> [Work to complete]: Copy each line of the records below word for word, in the same order, from the first record to the last. Leave out the pictures.

> [Data supplied]:
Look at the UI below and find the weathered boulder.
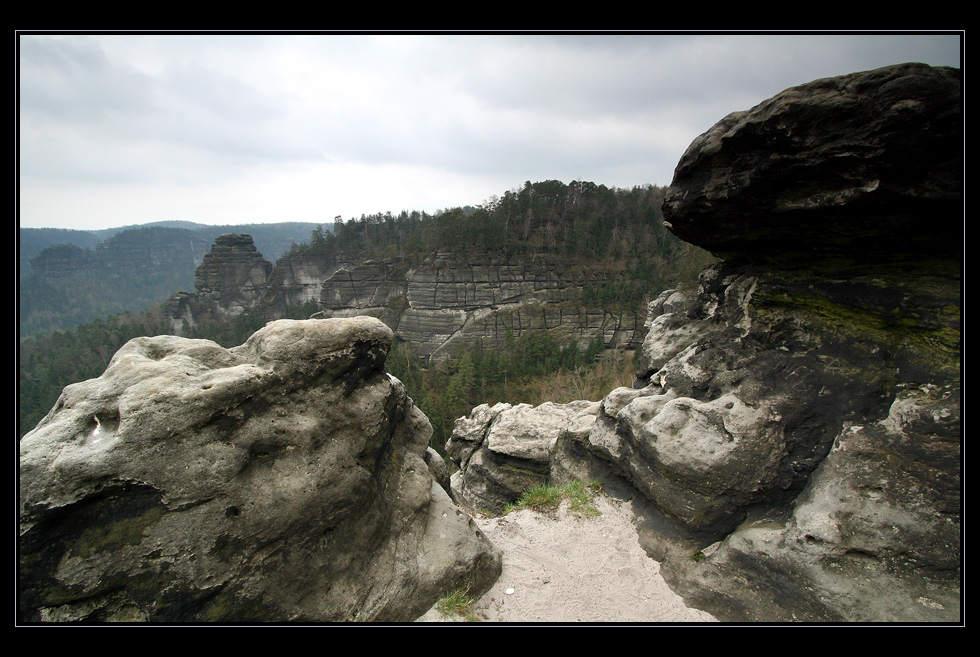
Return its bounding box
[600,64,963,622]
[663,64,963,263]
[446,401,599,513]
[454,64,963,622]
[19,318,500,622]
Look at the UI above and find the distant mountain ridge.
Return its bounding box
[19,221,329,336]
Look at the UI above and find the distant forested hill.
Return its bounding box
[19,221,317,336]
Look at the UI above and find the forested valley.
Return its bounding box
[18,181,711,451]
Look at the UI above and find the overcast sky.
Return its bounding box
[18,33,961,229]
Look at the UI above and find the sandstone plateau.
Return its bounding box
[19,64,964,623]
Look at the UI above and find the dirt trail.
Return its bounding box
[417,496,717,624]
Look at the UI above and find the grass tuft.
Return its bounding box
[504,479,602,518]
[436,586,480,623]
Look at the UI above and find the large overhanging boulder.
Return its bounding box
[663,64,964,264]
[451,64,963,622]
[19,318,501,622]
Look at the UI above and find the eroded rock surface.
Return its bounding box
[454,64,963,622]
[446,401,599,513]
[19,318,500,622]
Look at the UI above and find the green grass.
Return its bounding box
[504,479,602,518]
[436,587,480,623]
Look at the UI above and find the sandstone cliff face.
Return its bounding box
[320,254,645,362]
[164,241,646,364]
[453,64,963,622]
[19,318,500,622]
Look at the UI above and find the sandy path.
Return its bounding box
[418,496,716,623]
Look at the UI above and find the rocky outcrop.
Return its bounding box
[163,233,273,335]
[19,318,500,622]
[446,401,599,513]
[454,64,963,622]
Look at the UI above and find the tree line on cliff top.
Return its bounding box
[18,181,710,443]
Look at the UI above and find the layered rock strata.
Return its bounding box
[164,235,646,365]
[320,254,645,363]
[18,318,501,622]
[454,64,963,622]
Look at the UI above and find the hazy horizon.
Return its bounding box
[18,32,962,230]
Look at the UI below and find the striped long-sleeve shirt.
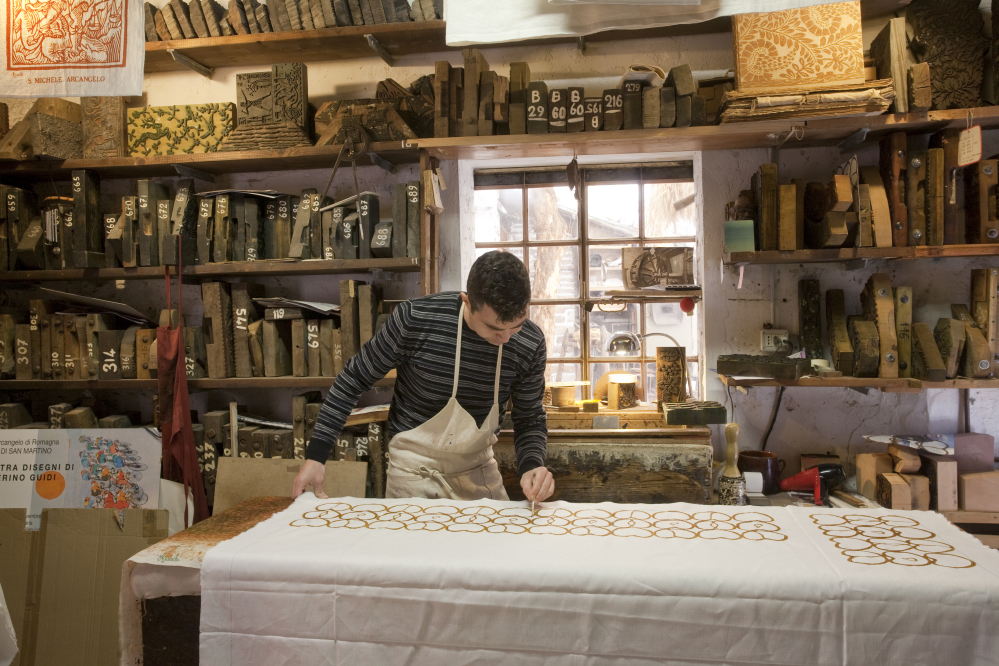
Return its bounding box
[306,292,548,474]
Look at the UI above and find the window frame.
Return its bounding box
[473,160,704,402]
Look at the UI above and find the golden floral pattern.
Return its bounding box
[810,513,975,569]
[733,2,864,93]
[290,502,787,541]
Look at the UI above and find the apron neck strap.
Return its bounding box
[451,300,503,404]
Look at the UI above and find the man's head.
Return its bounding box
[461,250,531,345]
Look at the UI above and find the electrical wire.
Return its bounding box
[760,386,784,451]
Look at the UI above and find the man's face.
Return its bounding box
[461,293,527,345]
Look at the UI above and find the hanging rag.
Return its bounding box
[156,237,208,526]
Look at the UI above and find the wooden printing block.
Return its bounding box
[950,304,992,379]
[232,426,263,458]
[798,280,822,359]
[905,151,926,245]
[716,354,811,378]
[71,169,105,268]
[928,128,964,245]
[291,319,309,377]
[875,472,912,511]
[231,282,264,377]
[848,318,881,377]
[461,49,490,136]
[17,217,45,270]
[262,320,292,377]
[964,160,999,243]
[135,328,156,379]
[288,189,317,259]
[752,164,778,250]
[854,273,898,378]
[895,288,912,378]
[62,407,97,430]
[621,81,642,129]
[583,97,604,132]
[875,132,909,247]
[201,282,235,379]
[933,317,967,379]
[14,324,35,379]
[184,326,208,379]
[0,402,31,430]
[642,86,662,129]
[97,330,125,380]
[120,326,143,379]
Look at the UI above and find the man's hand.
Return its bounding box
[291,460,328,499]
[524,467,555,502]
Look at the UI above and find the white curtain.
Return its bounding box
[444,0,848,46]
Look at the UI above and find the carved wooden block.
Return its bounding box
[732,2,865,94]
[826,289,853,375]
[849,318,881,377]
[128,103,236,156]
[933,318,967,379]
[201,282,235,379]
[906,0,989,109]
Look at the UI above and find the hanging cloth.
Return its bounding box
[156,238,208,526]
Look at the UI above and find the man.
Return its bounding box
[292,251,555,502]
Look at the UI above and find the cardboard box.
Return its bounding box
[0,509,41,666]
[32,509,168,666]
[957,472,999,511]
[856,453,895,502]
[214,457,368,513]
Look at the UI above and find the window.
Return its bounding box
[475,161,702,401]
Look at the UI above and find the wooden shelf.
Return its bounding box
[718,375,999,393]
[0,371,395,391]
[725,243,999,266]
[0,257,420,282]
[145,21,450,72]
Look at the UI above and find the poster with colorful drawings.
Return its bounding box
[0,428,162,530]
[0,0,145,97]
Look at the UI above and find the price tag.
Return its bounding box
[957,125,982,167]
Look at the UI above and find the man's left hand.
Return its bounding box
[520,467,555,502]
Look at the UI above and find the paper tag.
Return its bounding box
[957,125,982,167]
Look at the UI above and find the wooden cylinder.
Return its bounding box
[656,347,687,405]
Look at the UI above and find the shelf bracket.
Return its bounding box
[836,127,871,153]
[173,164,215,183]
[368,151,399,173]
[364,35,395,67]
[167,49,215,79]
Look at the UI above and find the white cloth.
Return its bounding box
[200,494,999,666]
[445,0,839,46]
[0,0,146,97]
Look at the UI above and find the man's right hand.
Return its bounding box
[291,460,329,499]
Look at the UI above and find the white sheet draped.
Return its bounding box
[201,494,999,666]
[445,0,848,46]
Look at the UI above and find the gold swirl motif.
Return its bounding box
[289,502,787,541]
[810,513,975,569]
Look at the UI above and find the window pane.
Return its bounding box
[644,183,697,238]
[475,188,524,243]
[545,363,588,400]
[586,183,638,238]
[527,187,579,240]
[531,305,582,359]
[530,245,580,299]
[475,247,524,261]
[590,363,655,401]
[645,303,698,358]
[588,243,637,298]
[589,303,642,356]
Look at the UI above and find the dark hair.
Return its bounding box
[467,250,531,322]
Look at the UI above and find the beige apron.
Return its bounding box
[385,302,509,500]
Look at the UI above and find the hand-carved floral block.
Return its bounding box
[128,103,236,156]
[732,1,864,93]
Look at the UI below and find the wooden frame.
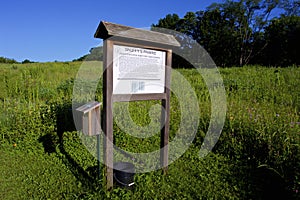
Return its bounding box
[95,22,180,189]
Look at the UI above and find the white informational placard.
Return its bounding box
[113,45,166,94]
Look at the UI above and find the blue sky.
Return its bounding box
[0,0,222,62]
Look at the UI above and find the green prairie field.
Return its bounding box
[0,62,300,200]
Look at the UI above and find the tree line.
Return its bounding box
[152,0,300,67]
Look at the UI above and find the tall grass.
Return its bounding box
[0,62,300,199]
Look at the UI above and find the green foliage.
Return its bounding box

> [Task answer]:
Look at the UI below and find the weathered boulder.
Return its bounding box
[600,64,963,622]
[663,64,963,263]
[446,401,599,513]
[454,64,963,622]
[19,318,500,622]
Look at the UI above and find the distant mountain ridge.
Return its bounding box
[19,221,329,336]
Look at the UI above and find the distant forested hill.
Return its bounding box
[19,221,317,336]
Look at the UI above and find the forested valley.
Return its bounding box
[18,181,711,451]
Look at the UI above and find the overcast sky.
Return its bounding box
[18,33,961,229]
Look at the UI above and find the sandstone plateau.
Return its bounding box
[19,64,964,623]
Look at the UI above and find the dirt trail.
Return its bounding box
[417,496,717,624]
Look at the UI above and find the grass tuft.
Return its bounding box
[504,479,602,518]
[436,586,480,623]
Look at the UI above and find the large overhanging boulder.
Return its bounding box
[663,64,964,264]
[451,64,963,622]
[19,318,501,622]
Look at the UI above and find the eroded rock surface.
Return its bounding box
[454,64,963,622]
[446,401,599,513]
[19,318,500,622]
Look at the UI above and find the green grass.
Return its bounding box
[504,479,602,518]
[436,587,480,623]
Look at the UI above and find the sandstone cliff face.
Return its bounding box
[320,254,645,362]
[164,241,646,364]
[453,64,963,622]
[19,318,500,622]
Look at the UI above and find the sandy path.
Return its bounding box
[418,496,716,623]
Look at the UI above and find the rocky outcrop.
Return its bounding box
[163,233,273,335]
[19,318,500,622]
[446,401,599,513]
[454,64,963,622]
Look at the UI above and find the tree line on cliff top.
Return its bounding box
[18,181,710,443]
Look at the UI above and find the layered rock strata.
Return its bounding box
[164,235,646,365]
[320,254,645,363]
[18,318,501,622]
[454,64,963,622]
Look at the UI above and find the hazy horizon.
Return its bounding box
[18,32,962,230]
Look at the UI below and find the striped long-sleeve shirt.
Return its bounding box
[306,292,548,474]
Look at the UI above and find the window frame.
Return its bounding box
[473,160,704,402]
Look at the UI above and find the golden floral pattern.
Return its bounding box
[810,513,975,569]
[733,2,864,93]
[290,502,787,541]
Look at the UI above and find the apron neck strap.
Return its bounding box
[451,300,503,404]
Look at the UI above and find the man's head.
Return its bounding box
[461,250,531,345]
Look at the UI above and find the electrical wire.
Return its bounding box
[760,386,784,451]
Look at the UI above and find the man's face.
Return its bounding box
[461,293,527,345]
Look at the UI above and find the hanging rag.
Return its bounding box
[156,237,208,526]
Look at the UI above and find the wooden printing block.
Return its bounding box
[950,304,992,379]
[232,426,263,458]
[798,280,822,359]
[905,151,926,245]
[716,354,811,378]
[71,169,105,268]
[928,128,964,245]
[291,319,309,377]
[875,472,912,511]
[231,282,264,377]
[848,318,881,377]
[461,49,490,136]
[17,217,45,270]
[262,320,292,377]
[964,160,999,243]
[135,328,156,379]
[288,189,317,259]
[752,164,778,250]
[854,273,898,378]
[895,288,912,378]
[62,407,97,430]
[621,81,642,129]
[583,97,604,132]
[875,132,909,247]
[201,282,235,379]
[933,317,967,379]
[14,324,35,379]
[184,326,208,379]
[0,402,31,430]
[642,86,662,129]
[97,330,125,380]
[120,326,143,379]
Look at the UI above and find the man's hand.
Return its bounding box
[291,460,328,499]
[524,467,555,502]
Look at the UI above and find the white curtain.
Return its bounding box
[444,0,848,46]
Look at the UI above and find the carved wooden block.
Return its bounding box
[732,2,865,94]
[826,289,853,375]
[849,318,881,377]
[128,103,236,156]
[933,318,967,379]
[201,282,235,379]
[906,0,989,109]
Look at the UI above and find the hanging cloth.
Return its bounding box
[156,238,208,526]
Look at the UI above and find the man.
Return its bounding box
[292,251,555,502]
Look at the UI above and find the cardboard box.
Return its bounding box
[0,509,41,666]
[32,509,168,666]
[957,472,999,511]
[856,453,895,502]
[214,457,368,513]
Look at the UI above and find the window.
Return its bounding box
[475,161,702,401]
Look at the UI above and find the wooden shelf.
Return its bounding box
[718,375,999,393]
[0,371,395,391]
[725,243,999,266]
[0,257,420,282]
[145,21,450,72]
Look at the UI above and find the poster with colorful drawings.
Return its bounding box
[0,428,162,530]
[0,0,145,97]
Look at the UI above and find the price tag.
Return its bounding box
[957,125,982,167]
Look at the UI above and find the man's left hand.
Return its bounding box
[520,467,555,502]
Look at the UI above and find the paper tag.
Return its bounding box
[957,125,982,167]
Look at the UI above and find the wooden cylinder.
Return its bounding box
[656,347,687,405]
Look at the UI above and find the shelf bracket.
Return its bounding box
[836,127,871,153]
[173,164,215,183]
[368,151,399,173]
[364,35,395,67]
[167,49,215,79]
Look at the UI above and find the white cloth.
Return its bounding box
[200,494,999,666]
[445,0,839,46]
[0,0,146,97]
Look at the UI above and find the man's right hand.
Return its bounding box
[291,460,329,499]
Look at the UI above and find the white sheet draped.
Return its bounding box
[201,494,999,666]
[445,0,848,46]
Look at the UI above and find the gold swirl motif.
Return its bounding box
[289,502,787,541]
[810,513,975,569]
Look at the UI above and find the window pane.
Return its bounding box
[644,183,697,238]
[475,188,524,243]
[545,363,588,400]
[586,183,638,238]
[527,187,579,240]
[531,305,582,359]
[530,245,580,299]
[475,247,524,261]
[590,363,655,401]
[645,303,698,358]
[588,243,637,298]
[589,303,642,356]
Look at the UI above and find the dark hair.
Return its bounding box
[467,250,531,322]
Look at the UI above and find the beige apron.
Return its bounding box
[385,302,509,500]
Look at the UI above and find the hand-carved floral block.
Return its bounding box
[128,103,236,156]
[732,1,864,93]
Look at the UI below and find the wooden frame.
Return its bounding box
[95,22,180,189]
Look at the UI above and find the white informational placard.
Return its bounding box
[113,45,166,94]
Look at the UI above and find the blue sky.
Return its bounding box
[0,0,222,62]
Look at the UI above and find the green prairie field.
Return its bounding box
[0,62,300,200]
Look at the UI above and find the tree line.
Return its bounding box
[152,0,300,67]
Look at the UI above and find the tall grass.
Return its bounding box
[0,62,300,199]
Look at the UI above and find the green foliage.
Return its bounding box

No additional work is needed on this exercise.